> [Instrucciones]: Reproduce de nuevo, completo y sin ningún cambio, el texto sobre la visita al Centro de Salud Tribulete.

> [Texto base]:
——

A causa del aire acondicionado de algún local público me pica la garganta. Por las noches, resulta difícil conciliar el sueño porque mis esfuerzos se van en toser. No me gusta acudir al médico y trato de curarme sin medicinas y, así, tomo miel con limón, miel con limón y agua caliente, zumos de naranja de envase de cartón, zumos frescos de naranja y limón, algún chupinazo de aguardiente, e incluso hago gárgaras, un día con vinagre y otro con un brebaje para la garganta que me proporciona mi tía. Al final claudico y voy al médico. En Lavapiés está el Centro de Salud Tribulete. El mismo nombre me empuja a la risa: Tribulete suena a Barrilete, a Espinete, a Calderete (aquella mítica canción de mi adolescencia, cuya letra sólo incluía la palabra Calderete). Pido hora por teléfono y me dan cita con el doctor al día siguiente, por la tarde.
La entrada al Centro de Salud Tribulete se ubica en un callejón. Uno hubiera pensado en ese tipo de edificio que da a la calle, con jardines alrededor y todo el envoltorio, para conferir a los pacientes la impresión de que allí se mascan el oxígeno, la salud, la naturaleza. Pero no. El acceso al edificio está hacia la mitad de un callejón sucio, de esos que salen en las películas: callejones que, en la noche, uno supone abarrotados de criminales escondidos en sus sombras, o de borrachos regando de orín sus esquinas. Una entrada sórdida. La siguiente sorpresa es la escalera. Es una escalera algo empinada, y no cuento los peldaños, pero son suficientes para que los ancianos marchitos y aquejados de dolencias que acuden a la consulta acaben molidos del ascenso. Una vez arriba, observo: los cojos, los viejos con bastón o cachaba, los hombres apoyados en muletas, las ancianas que apenas pueden andar, las mujeres extranjeras con el coche del bebé, todos ellos deben enfrentarse a la escalera. No existe un ascensor, ni siquiera uno en obras, aunque sea para guardar las apariencias y hacernos creer que algún día se podrá subir sin esfuerzo. A mí el ascensor, en el fondo, me da igual, porque prefiero las escaleras y no tengo impedimentos. Pero, aparte de observar ese desfile de jubilados y heridos que suben sin resuello, al borde de la asfixia, me pregunto también qué harán quienes van en silla de ruedas. Lo tienen crudo. Salvo que cuenten con familiares o amigos que los suban en brazos o a hombros hasta arriba. Algo que no será fácil, dado que al menos habrá unos quince escalones, o más. Mientras vemos a los ancianos ascender por los peldaños, cada peldaño una montaña, ayudándose de sus bastones, mi tía, que me acompaña, comenta: “Estos tienen fuerzas para subir, pero dudo que las tengan ya para bajar”.

——

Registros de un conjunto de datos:

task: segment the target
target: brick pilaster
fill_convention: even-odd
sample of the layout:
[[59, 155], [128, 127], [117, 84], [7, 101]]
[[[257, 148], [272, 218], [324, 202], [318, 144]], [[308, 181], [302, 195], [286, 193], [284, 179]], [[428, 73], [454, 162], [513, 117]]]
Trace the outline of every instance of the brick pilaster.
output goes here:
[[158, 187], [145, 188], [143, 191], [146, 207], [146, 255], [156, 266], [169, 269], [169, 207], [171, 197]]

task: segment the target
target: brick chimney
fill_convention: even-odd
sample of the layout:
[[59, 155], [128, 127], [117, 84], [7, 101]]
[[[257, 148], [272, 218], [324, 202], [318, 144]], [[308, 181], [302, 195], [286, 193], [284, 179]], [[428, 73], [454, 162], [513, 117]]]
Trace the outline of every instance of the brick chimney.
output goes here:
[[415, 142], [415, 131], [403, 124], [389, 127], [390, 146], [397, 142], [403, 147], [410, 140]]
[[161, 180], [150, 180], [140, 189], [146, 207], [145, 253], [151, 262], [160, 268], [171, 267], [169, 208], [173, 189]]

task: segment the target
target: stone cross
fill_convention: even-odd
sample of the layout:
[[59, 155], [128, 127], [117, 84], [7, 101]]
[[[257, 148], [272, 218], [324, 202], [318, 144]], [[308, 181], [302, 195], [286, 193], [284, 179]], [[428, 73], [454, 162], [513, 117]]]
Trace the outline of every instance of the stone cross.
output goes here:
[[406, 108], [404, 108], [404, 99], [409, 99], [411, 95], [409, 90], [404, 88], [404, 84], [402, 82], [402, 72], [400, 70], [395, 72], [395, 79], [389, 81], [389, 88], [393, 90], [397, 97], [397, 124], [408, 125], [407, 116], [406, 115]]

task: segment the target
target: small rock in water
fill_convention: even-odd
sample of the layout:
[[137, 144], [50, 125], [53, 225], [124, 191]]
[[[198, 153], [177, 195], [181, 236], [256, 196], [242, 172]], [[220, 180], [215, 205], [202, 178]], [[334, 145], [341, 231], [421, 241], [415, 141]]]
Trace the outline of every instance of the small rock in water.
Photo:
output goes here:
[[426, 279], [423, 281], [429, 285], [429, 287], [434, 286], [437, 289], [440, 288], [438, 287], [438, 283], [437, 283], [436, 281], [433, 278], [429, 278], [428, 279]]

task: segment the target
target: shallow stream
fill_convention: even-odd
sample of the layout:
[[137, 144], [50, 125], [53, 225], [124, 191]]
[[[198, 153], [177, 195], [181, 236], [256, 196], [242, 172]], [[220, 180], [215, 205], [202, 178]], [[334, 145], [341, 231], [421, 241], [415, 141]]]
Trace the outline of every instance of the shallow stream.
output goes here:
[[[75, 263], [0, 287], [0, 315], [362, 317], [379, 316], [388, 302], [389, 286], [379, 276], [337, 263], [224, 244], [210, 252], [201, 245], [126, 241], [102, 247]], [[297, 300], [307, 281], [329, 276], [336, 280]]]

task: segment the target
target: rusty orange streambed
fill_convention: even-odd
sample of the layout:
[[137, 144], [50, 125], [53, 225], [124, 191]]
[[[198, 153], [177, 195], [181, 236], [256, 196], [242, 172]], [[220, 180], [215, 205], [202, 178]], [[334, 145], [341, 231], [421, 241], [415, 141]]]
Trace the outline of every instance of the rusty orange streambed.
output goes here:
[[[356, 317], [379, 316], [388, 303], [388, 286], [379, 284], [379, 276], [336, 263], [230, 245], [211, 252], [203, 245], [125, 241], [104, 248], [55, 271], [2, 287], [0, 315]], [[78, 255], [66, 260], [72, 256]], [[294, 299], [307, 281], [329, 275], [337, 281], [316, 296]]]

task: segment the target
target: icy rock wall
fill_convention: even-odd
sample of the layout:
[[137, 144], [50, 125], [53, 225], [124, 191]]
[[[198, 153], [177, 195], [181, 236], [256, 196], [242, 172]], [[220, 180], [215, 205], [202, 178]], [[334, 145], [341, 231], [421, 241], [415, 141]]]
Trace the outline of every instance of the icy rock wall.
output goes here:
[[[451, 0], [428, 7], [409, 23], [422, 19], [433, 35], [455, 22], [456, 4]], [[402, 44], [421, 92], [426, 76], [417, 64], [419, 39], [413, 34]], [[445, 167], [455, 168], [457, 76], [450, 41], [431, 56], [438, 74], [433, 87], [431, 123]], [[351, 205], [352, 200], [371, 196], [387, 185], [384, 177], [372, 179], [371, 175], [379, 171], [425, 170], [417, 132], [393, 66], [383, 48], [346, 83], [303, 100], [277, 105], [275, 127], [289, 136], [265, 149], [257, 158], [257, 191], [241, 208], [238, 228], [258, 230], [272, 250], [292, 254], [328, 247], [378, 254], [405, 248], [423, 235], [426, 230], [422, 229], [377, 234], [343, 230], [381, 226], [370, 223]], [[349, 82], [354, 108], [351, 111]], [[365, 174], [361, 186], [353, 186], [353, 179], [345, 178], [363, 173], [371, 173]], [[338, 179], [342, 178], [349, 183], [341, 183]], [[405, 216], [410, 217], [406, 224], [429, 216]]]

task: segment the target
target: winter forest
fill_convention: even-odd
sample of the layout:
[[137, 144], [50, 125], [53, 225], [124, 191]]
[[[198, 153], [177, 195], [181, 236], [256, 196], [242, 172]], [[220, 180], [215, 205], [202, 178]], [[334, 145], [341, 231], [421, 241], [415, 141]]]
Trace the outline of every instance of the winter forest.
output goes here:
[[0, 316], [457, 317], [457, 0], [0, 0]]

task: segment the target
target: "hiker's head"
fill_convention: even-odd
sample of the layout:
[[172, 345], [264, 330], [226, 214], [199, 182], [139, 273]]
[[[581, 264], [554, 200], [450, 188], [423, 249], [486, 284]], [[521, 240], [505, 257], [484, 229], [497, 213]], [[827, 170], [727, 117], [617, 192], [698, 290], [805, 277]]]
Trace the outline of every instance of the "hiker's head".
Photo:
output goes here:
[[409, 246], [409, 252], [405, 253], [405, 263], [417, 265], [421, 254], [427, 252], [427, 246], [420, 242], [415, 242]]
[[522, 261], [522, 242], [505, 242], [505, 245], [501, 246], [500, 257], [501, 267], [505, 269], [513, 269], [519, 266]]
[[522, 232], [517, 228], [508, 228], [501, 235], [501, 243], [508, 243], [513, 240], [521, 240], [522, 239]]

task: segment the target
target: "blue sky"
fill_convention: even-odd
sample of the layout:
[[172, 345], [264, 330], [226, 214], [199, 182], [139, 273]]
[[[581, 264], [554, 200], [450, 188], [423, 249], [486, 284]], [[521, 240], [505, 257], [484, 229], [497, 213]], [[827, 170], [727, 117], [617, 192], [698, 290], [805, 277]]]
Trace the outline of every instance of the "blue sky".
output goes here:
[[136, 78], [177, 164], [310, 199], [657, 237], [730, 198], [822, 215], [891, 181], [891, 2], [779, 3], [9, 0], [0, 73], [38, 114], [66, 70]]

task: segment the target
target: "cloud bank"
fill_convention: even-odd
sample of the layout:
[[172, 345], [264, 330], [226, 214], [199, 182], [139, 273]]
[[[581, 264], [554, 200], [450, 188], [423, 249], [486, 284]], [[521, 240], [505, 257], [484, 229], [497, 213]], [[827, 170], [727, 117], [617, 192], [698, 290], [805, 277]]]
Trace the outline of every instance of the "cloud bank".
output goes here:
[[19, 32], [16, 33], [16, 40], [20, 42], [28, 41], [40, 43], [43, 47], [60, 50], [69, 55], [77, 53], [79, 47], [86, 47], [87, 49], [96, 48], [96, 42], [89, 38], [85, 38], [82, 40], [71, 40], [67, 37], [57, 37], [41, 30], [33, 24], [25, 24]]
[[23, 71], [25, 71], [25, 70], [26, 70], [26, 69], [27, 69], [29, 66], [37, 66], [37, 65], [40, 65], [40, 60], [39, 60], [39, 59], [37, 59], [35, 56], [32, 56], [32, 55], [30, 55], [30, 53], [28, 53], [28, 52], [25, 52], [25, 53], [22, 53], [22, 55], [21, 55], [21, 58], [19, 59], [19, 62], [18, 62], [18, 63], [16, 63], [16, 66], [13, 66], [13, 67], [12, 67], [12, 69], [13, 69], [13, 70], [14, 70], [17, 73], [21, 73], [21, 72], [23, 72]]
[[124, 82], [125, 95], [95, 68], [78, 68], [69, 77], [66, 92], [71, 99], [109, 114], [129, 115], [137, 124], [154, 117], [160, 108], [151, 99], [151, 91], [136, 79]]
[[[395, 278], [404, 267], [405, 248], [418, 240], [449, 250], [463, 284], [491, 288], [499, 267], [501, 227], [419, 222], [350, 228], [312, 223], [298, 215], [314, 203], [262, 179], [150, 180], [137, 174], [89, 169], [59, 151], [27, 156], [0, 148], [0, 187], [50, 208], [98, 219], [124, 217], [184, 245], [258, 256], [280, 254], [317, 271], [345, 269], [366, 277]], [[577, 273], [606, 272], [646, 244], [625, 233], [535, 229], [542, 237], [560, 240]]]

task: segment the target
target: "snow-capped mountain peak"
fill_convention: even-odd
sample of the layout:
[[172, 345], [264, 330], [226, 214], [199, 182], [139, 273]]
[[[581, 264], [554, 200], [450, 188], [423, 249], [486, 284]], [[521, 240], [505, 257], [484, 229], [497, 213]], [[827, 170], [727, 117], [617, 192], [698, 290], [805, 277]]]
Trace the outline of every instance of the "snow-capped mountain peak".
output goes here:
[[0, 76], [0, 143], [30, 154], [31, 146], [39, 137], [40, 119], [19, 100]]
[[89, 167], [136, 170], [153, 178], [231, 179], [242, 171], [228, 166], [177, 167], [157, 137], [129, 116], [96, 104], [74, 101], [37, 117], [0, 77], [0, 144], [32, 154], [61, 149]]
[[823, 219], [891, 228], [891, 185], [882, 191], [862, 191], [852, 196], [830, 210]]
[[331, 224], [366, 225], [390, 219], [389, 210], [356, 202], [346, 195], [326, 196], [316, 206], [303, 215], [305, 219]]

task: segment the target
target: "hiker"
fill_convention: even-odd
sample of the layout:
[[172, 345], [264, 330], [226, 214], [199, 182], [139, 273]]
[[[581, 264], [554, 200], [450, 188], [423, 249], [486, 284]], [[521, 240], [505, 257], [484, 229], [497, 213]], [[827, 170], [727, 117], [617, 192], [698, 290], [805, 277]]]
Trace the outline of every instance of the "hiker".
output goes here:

——

> [Solución desarrollada]:
A causa del aire acondicionado de algún local público me pica la garganta. Por las noches, resulta difícil conciliar el sueño porque mis esfuerzos se van en toser. No me gusta acudir al médico y trato de curarme sin medicinas y, así, tomo miel con limón, miel con limón y agua caliente, zumos de naranja de envase de cartón, zumos frescos de naranja y limón, algún chupinazo de aguardiente, e incluso hago gárgaras, un día con vinagre y otro con un brebaje para la garganta que me proporciona mi tía. Al final claudico y voy al médico. En Lavapiés está el Centro de Salud Tribulete. El mismo nombre me empuja a la risa: Tribulete suena a Barrilete, a Espinete, a Calderete (aquella mítica canción de mi adolescencia, cuya letra sólo incluía la palabra Calderete). Pido hora por teléfono y me dan cita con el doctor al día siguiente, por la tarde.
La entrada al Centro de Salud Tribulete se ubica en un callejón. Uno hubiera pensado en ese tipo de edificio que da a la calle, con jardines alrededor y todo el envoltorio, para conferir a los pacientes la impresión de que allí se mascan el oxígeno, la salud, la naturaleza. Pero no. El acceso al edificio está hacia la mitad de un callejón sucio, de esos que salen en las películas: callejones que, en la noche, uno supone abarrotados de criminales escondidos en sus sombras, o de borrachos regando de orín sus esquinas. Una entrada sórdida. La siguiente sorpresa es la escalera. Es una escalera algo empinada, y no cuento los peldaños, pero son suficientes para que los ancianos marchitos y aquejados de dolencias que acuden a la consulta acaben molidos del ascenso. Una vez arriba, observo: los cojos, los viejos con bastón o cachaba, los hombres apoyados en muletas, las ancianas que apenas pueden andar, las mujeres extranjeras con el coche del bebé, todos ellos deben enfrentarse a la escalera. No existe un ascensor, ni siquiera uno en obras, aunque sea para guardar las apariencias y hacernos creer que algún día se podrá subir sin esfuerzo. A mí el ascensor, en el fondo, me da igual, porque prefiero las escaleras y no tengo impedimentos. Pero, aparte de observar ese desfile de jubilados y heridos que suben sin resuello, al borde de la asfixia, me pregunto también qué harán quienes van en silla de ruedas. Lo tienen crudo. Salvo que cuenten con familiares o amigos que los suban en brazos o a hombros hasta arriba. Algo que no será fácil, dado que al menos habrá unos quince escalones, o más. Mientras vemos a los ancianos ascender por los peldaños, cada peldaño una montaña, ayudándose de sus bastones, mi tía, que me acompaña, comenta: “Estos tienen fuerzas para subir, pero dudo que las tengan ya para bajar”.